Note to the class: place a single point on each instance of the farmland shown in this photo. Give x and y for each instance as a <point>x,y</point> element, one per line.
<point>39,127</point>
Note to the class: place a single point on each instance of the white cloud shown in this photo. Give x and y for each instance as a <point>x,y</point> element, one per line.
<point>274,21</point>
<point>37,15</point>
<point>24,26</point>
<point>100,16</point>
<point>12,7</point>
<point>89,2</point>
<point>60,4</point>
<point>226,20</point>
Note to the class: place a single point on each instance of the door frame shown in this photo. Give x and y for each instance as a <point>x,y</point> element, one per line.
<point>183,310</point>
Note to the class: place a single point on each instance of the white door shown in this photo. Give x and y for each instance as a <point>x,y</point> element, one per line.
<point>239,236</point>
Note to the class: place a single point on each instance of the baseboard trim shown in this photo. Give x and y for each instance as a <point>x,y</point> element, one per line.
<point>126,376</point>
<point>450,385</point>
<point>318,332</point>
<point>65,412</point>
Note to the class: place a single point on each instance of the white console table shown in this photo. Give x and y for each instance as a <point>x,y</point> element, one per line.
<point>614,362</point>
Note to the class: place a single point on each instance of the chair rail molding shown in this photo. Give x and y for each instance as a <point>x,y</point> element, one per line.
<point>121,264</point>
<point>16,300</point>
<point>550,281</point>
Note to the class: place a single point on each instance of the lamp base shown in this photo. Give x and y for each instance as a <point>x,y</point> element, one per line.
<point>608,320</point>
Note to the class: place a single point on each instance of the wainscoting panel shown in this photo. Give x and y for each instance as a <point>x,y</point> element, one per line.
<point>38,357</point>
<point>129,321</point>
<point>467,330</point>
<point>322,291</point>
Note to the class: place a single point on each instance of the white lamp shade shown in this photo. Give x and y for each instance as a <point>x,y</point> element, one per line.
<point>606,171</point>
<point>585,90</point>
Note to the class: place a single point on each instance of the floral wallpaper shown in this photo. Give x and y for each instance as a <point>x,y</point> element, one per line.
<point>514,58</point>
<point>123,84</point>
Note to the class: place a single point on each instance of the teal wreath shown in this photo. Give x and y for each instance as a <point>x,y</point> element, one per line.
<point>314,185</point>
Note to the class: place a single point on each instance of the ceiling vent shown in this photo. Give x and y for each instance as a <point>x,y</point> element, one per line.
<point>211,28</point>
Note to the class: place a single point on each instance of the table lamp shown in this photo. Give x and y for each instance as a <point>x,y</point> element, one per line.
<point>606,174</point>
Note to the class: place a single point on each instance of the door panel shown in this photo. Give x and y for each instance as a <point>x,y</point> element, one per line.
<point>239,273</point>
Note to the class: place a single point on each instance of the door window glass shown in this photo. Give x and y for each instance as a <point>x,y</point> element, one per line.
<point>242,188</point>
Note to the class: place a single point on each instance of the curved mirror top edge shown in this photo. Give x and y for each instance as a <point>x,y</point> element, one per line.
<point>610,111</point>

__________

### TO DO
Without changing a single character, write out all of the entries.

### RESPONSE AREA
Note to the class: place a single point on each instance of the farmland shown in this photo. Give x and y for each instance as a <point>x,y</point> element, one per line.
<point>39,127</point>
Note to the class: place a single point on each instance of the white cloud shown in this photo. Give x and y for each instance as a <point>x,y</point> element, one per line.
<point>274,21</point>
<point>37,15</point>
<point>24,26</point>
<point>100,16</point>
<point>12,7</point>
<point>89,2</point>
<point>60,4</point>
<point>226,20</point>
Note to the class: place a single point on each instance of the door frame shown in this photo. Give x and y for each instance as a <point>x,y</point> element, one per line.
<point>183,310</point>
Note to the class: place a single point on each instance of the white door shown in this photo. Give x and y for each instance as a <point>x,y</point> element, one per line.
<point>239,236</point>
Note to the class: place a single point on each instance of the baseboard trim shown in this photo. Give x and y for each instance as a <point>x,y</point> element, one per line.
<point>126,376</point>
<point>450,385</point>
<point>318,332</point>
<point>65,412</point>
Note to the class: place a single point on each instance of the white console table shown in this photo. Give x and y for each instance as a <point>x,y</point> element, one per line.
<point>614,362</point>
Note to the class: place a single point on each instance of the chair rail molding shown in this photo. Give x and y for each instance as a <point>x,y</point> element, one per line.
<point>121,264</point>
<point>16,300</point>
<point>550,281</point>
Note to the class: place a single point on each instance of the lamp base shown in this photo. Give x and y for each instance as a <point>x,y</point> element, one per line.
<point>608,320</point>
Note to the class: place a single point on each instance of the wainscoting panel shown in this photo. Give x and y for each instance as a <point>x,y</point> element, one per line.
<point>38,357</point>
<point>129,321</point>
<point>467,330</point>
<point>322,291</point>
Note to the class: place a single point on each instance of the white lamp shade shown in this photo. Give x and y for each instance as a <point>x,y</point> element, one per line.
<point>606,171</point>
<point>585,90</point>
Note to the class: place a single point on each instance of the floral wallpaper shown in this photo. Give x and y for each instance as a <point>x,y</point> element, one per line.
<point>514,58</point>
<point>123,84</point>
Note to the class: place a single point on each instance of the teal wreath shown in this photo. Give x and y for each instance as a <point>x,y</point> element, one per line.
<point>314,185</point>
Note to the class: place a single point on each instance of the ceiling vent shown in this photo. Give x and y for each instance as a <point>x,y</point> element, one per line.
<point>211,28</point>
Note to the class: place a single point on each instance of the table lamp shown in this photo. Give x and y for each instance as a <point>x,y</point> element, one per line.
<point>606,174</point>
Note to the class: place a single point on each instance of the door panel shown in this photo. Give x and y for each instance as a <point>x,y</point> element, one per line.
<point>239,273</point>
Note to the class: place a single point on each instance of the door window glass shown in this photo. Give x and y for each instance as a <point>x,y</point> element, one per line.
<point>242,188</point>
Note to the class: place a single point on each instance of the curved mirror top edge shown in this photo. Give x and y for each instance as a <point>x,y</point> element, one per line.
<point>610,111</point>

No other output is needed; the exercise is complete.